* [What the exercise asks]: Output each entry exactly; skip nothing.

* [Named object pointing entries]:
## Start
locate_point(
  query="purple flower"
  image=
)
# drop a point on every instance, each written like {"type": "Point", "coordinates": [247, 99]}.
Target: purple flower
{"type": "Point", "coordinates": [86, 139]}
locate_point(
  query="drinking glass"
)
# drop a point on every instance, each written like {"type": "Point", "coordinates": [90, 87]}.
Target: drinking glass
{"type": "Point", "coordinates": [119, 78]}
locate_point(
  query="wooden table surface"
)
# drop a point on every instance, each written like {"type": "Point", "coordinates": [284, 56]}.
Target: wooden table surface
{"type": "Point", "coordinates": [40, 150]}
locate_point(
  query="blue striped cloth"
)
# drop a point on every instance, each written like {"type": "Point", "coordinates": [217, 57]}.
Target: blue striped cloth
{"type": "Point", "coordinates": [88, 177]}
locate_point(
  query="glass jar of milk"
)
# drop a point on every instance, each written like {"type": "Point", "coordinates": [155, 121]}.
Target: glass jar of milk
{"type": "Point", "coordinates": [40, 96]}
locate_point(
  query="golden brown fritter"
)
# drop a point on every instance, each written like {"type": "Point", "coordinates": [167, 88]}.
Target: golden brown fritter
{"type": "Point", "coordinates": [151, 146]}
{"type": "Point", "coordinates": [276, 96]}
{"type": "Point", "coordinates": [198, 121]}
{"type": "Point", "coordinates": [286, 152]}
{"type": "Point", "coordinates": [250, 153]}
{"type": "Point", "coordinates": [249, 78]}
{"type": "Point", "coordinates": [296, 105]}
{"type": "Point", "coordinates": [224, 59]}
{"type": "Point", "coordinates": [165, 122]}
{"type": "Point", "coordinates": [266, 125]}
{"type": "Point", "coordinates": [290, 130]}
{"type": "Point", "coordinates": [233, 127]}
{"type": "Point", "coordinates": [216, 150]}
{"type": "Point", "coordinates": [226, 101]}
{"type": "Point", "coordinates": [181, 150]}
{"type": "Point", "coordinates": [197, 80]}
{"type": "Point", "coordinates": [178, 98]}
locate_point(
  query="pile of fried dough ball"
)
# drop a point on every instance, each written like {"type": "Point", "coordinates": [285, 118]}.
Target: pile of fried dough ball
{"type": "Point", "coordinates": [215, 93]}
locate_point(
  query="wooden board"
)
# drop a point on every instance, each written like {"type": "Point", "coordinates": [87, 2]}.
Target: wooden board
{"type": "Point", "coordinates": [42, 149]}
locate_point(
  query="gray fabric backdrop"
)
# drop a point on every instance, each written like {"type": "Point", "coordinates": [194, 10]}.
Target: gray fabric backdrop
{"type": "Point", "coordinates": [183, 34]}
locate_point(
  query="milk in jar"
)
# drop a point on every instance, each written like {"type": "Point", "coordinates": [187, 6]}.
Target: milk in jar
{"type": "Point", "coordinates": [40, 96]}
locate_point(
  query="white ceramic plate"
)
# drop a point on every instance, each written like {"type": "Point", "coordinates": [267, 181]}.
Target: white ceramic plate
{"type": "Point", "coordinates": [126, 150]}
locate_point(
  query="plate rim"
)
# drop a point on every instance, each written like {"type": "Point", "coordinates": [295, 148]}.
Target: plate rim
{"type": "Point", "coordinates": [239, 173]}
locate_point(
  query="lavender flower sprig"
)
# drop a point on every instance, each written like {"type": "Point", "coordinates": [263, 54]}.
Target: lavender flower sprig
## End
* [Completed task]:
locate_point(
  query="purple flower"
  image=
)
# drop a point on every instance, each written like {"type": "Point", "coordinates": [247, 99]}.
Target: purple flower
{"type": "Point", "coordinates": [86, 139]}
locate_point(
  query="drinking glass"
)
# drop a point on every instance, each written like {"type": "Point", "coordinates": [90, 87]}.
Target: drinking glass
{"type": "Point", "coordinates": [119, 78]}
locate_point(
  query="wooden table surface"
)
# drop a point on every instance, each written like {"type": "Point", "coordinates": [284, 56]}.
Target: wooden table surface
{"type": "Point", "coordinates": [40, 150]}
locate_point(
  query="blue striped cloth"
)
# drop a point on every instance, each written like {"type": "Point", "coordinates": [217, 57]}.
Target: blue striped cloth
{"type": "Point", "coordinates": [88, 177]}
locate_point(
  query="glass jar of milk"
)
# drop a point on every instance, each written like {"type": "Point", "coordinates": [155, 121]}.
Target: glass jar of milk
{"type": "Point", "coordinates": [40, 96]}
locate_point(
  query="golden brown fritter"
)
# drop a point on every instance, each written like {"type": "Point", "coordinates": [167, 88]}.
Target: golden brown fritter
{"type": "Point", "coordinates": [151, 146]}
{"type": "Point", "coordinates": [276, 96]}
{"type": "Point", "coordinates": [198, 121]}
{"type": "Point", "coordinates": [286, 152]}
{"type": "Point", "coordinates": [250, 153]}
{"type": "Point", "coordinates": [249, 78]}
{"type": "Point", "coordinates": [296, 105]}
{"type": "Point", "coordinates": [224, 59]}
{"type": "Point", "coordinates": [165, 122]}
{"type": "Point", "coordinates": [266, 125]}
{"type": "Point", "coordinates": [290, 130]}
{"type": "Point", "coordinates": [233, 127]}
{"type": "Point", "coordinates": [216, 150]}
{"type": "Point", "coordinates": [226, 101]}
{"type": "Point", "coordinates": [181, 150]}
{"type": "Point", "coordinates": [197, 80]}
{"type": "Point", "coordinates": [178, 98]}
locate_point(
  query="pile of fried dough ball"
)
# drop a point on every instance, each written like {"type": "Point", "coordinates": [285, 118]}.
Target: pile of fried dough ball
{"type": "Point", "coordinates": [215, 93]}
locate_point(
  query="wooden board"
)
# drop a point on every instance, each written like {"type": "Point", "coordinates": [87, 2]}.
Target: wooden board
{"type": "Point", "coordinates": [42, 149]}
locate_point(
  query="gray fabric backdrop"
)
# drop a point on every instance, each written like {"type": "Point", "coordinates": [194, 10]}.
Target: gray fabric backdrop
{"type": "Point", "coordinates": [183, 34]}
locate_point(
  query="milk in jar"
)
# drop a point on every instance, each written like {"type": "Point", "coordinates": [187, 6]}.
Target: milk in jar
{"type": "Point", "coordinates": [40, 96]}
locate_point(
  query="white ceramic plate"
)
# drop a point on every instance, each written like {"type": "Point", "coordinates": [267, 181]}.
Target: white ceramic plate
{"type": "Point", "coordinates": [126, 150]}
locate_point(
  query="plate rim"
)
# drop a point on every instance, each written like {"type": "Point", "coordinates": [295, 148]}.
Target: plate rim
{"type": "Point", "coordinates": [239, 173]}
locate_point(
  query="lavender flower sprig"
)
# drop a point on every instance, each written like {"type": "Point", "coordinates": [263, 54]}.
Target: lavender flower sprig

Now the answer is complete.